• _SET PROBLEM_: Each entry in the listing below should be restated word for word.

--- ENTRIES ---

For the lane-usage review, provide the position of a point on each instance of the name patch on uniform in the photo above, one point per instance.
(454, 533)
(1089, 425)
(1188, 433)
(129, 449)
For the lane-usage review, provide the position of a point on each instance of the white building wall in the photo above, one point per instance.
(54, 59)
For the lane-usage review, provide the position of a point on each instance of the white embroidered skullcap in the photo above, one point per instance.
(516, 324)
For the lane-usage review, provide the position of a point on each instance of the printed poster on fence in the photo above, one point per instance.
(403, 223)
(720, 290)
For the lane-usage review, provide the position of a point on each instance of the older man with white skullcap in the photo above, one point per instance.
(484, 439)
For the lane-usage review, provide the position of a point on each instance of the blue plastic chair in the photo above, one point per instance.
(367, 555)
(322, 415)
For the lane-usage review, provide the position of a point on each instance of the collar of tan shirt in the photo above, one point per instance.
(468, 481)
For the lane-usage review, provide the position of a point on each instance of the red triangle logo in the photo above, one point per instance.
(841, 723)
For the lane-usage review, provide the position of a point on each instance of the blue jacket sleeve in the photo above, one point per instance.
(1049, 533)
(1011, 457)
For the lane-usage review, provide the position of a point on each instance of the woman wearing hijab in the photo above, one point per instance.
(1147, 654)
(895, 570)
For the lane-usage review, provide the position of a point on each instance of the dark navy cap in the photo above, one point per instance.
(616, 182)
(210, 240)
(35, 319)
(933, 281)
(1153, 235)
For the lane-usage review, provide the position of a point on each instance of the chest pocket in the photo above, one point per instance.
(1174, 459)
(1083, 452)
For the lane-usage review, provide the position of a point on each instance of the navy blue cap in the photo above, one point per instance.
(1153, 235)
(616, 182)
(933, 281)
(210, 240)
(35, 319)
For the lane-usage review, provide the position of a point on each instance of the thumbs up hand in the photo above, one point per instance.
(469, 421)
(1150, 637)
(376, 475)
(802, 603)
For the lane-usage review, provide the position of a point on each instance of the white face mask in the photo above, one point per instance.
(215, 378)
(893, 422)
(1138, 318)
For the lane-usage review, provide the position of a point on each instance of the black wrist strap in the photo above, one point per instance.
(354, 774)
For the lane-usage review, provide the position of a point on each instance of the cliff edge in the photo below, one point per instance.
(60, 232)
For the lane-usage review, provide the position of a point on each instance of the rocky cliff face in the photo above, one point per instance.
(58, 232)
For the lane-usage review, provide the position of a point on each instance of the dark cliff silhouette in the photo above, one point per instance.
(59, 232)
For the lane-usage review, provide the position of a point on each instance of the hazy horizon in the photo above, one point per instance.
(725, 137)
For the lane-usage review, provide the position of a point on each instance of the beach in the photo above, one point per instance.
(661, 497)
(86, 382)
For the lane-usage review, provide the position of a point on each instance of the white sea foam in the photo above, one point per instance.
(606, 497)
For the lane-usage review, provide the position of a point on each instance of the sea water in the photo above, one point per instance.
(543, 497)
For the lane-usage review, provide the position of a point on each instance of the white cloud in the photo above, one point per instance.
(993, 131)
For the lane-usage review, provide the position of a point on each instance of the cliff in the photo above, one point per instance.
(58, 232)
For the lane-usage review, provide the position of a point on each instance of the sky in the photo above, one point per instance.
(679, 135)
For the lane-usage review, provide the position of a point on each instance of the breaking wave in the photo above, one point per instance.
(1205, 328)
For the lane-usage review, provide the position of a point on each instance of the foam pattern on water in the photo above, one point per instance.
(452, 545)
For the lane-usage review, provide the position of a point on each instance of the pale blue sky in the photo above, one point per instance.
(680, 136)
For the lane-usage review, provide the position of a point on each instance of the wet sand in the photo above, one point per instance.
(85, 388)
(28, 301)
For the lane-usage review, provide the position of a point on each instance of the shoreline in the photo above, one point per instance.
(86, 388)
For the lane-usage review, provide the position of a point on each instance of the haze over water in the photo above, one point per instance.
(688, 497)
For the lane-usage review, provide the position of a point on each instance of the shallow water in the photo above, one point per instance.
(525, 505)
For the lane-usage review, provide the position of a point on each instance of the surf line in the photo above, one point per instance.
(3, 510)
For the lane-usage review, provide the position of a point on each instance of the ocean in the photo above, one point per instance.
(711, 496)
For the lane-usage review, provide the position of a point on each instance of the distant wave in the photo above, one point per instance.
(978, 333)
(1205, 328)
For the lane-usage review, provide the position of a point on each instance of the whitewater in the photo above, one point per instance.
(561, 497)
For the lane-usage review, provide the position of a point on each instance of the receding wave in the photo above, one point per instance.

---

• _RESPONSE TO THIS TASK_:
For the lane-usage review, provide the position of a point on each instance of the name patch on uniform in the photo above, one point per instance.
(454, 533)
(1089, 425)
(1188, 433)
(129, 449)
For the lane-usage review, provide the position of a point on each instance of the white building wall in the photo above, one point per instance.
(54, 59)
For the lane-usage review, provide the position of a point on each instance of the white embroidered skullcap in the photo above, one point per instance.
(516, 324)
For the lane-usage review, provide the position of a point on each instance of the printed poster on fence in the photo above, one point per instance.
(403, 223)
(720, 290)
For the lane-usage review, provide the position of a point on each instance of the older man with white skullcap in the photo above, one point per instance.
(484, 439)
For the lane-usage review, provide the position of a point on each instance of the blue plastic chair in the photo above, one point per instance.
(367, 555)
(322, 415)
For the lane-usage review, provide the position of a point on each instance of the collar of tan shirt in the photo above, one point per instance.
(468, 481)
For the lane-usage review, provide the position of a point on each instance of the red triangle logo in the photo above, one point per instance.
(841, 723)
For the lane-usage review, provide the position of a point on each instance of the blue jacket sleeve in the photo above, one point per instance.
(1049, 533)
(1011, 457)
For the lane-usage review, provide the position of a point on each instance of the woman wearing hijab in the photo above, one point per instance.
(1147, 654)
(895, 570)
For the lane-usage review, provide the position of a point on each instance of the dark navy cap in the photo above, one point per instance.
(616, 182)
(210, 240)
(35, 319)
(933, 281)
(1153, 235)
For the lane-usage review, provide the position of a point on each instance of the chest pocket in the photo above, one point per instance.
(1174, 459)
(1083, 452)
For the lane-usage review, provide the position of a point on each instance of the navy blue cap in the photo above, one point per instance.
(1153, 235)
(616, 182)
(933, 281)
(210, 240)
(35, 319)
For the lane-usage review, provide the position of a point on each instance of the thumbs up hand in the photo above, one point per instance.
(469, 421)
(1150, 637)
(376, 475)
(802, 603)
For the lane-usage review, provide the position of a point on each instance of the white face mask in the photo above, one point per instance.
(215, 378)
(893, 422)
(1138, 318)
For the lane-usage review, provide the position of a point on each instance of the black wrist strap in the photo above, one point per instance.
(354, 774)
For the lane-usage review, provide the position of a point on each instance of the cliff edge in the photo below, one point per instance.
(60, 232)
For the lane-usage review, provide the position of a point on each instance of the rocky cliff face in the photo above, one point per instance.
(58, 232)
For the lane-usage review, provide the position of a point on each instance of the dark cliff silhouette in the photo above, one point per instance.
(59, 232)
For the lane-usage review, provide the position of a point on each instance of the hazy horizon in the photo above, one point per instance.
(725, 137)
For the lane-usage review, provide the position of a point on each instance of the beach in the photo above, one point per instance.
(661, 497)
(86, 382)
For the lane-usage review, provide the position of a point on each instance of the white sea foam in the photo above, one point per instance.
(606, 497)
For the lane-usage review, provide the position of a point on each instance of the sea water in the photo above, one point per instance.
(543, 497)
For the lane-usage review, provide the position of a point on each instance of the white cloud in the photo above, one point per instance.
(993, 131)
For the lane-usage review, provide the position of a point on each instance of the cliff in the photo above, one point per instance.
(58, 232)
For the lane-usage review, provide the position of a point on each instance of the sky in the photo above, one point per instance.
(679, 135)
For the lane-usage review, provide the position of a point on each instance of the breaking wave in the photo above, one point per instance.
(1205, 328)
For the lane-usage review, provide the position of a point on each instance of the foam pattern on water in the photo above, one point per instance.
(452, 545)
For the lane-usage review, provide the position of a point on each instance of the pale blue sky in the photo above, one point per instance.
(680, 136)
For the lane-usage review, provide the position of a point on each instance of the wet sand in the photo above, one point per instance.
(85, 388)
(28, 301)
For the lane-usage review, provide the position of a point on each instance of the shoreline in the photo above, one point per instance.
(86, 388)
For the lane-usage review, provide the position of a point on each instance of the haze over water in the photo above, one point per instance.
(688, 497)
For the lane-usage review, provide the position of a point on each instance of the shallow water in the photo above, one point per instance.
(525, 505)
For the lane-usage review, provide the position of a point on each instance of the surf line in the photo above, one point per instance.
(3, 510)
For the lane-usage review, provide the position of a point on each instance of the ocean in the photo above, one point per instance.
(711, 496)
For the lane-usage review, provide the position of a point on each instance of the distant wave in the photo above, one point per instance.
(978, 333)
(1205, 328)
For the lane-usage review, provide the position of a point on each instance of the whitewater in the photo above, one point per instance.
(561, 497)
For the lane-usage review, provide the position of a point on each instance of the receding wave in the photo above, one point per instance.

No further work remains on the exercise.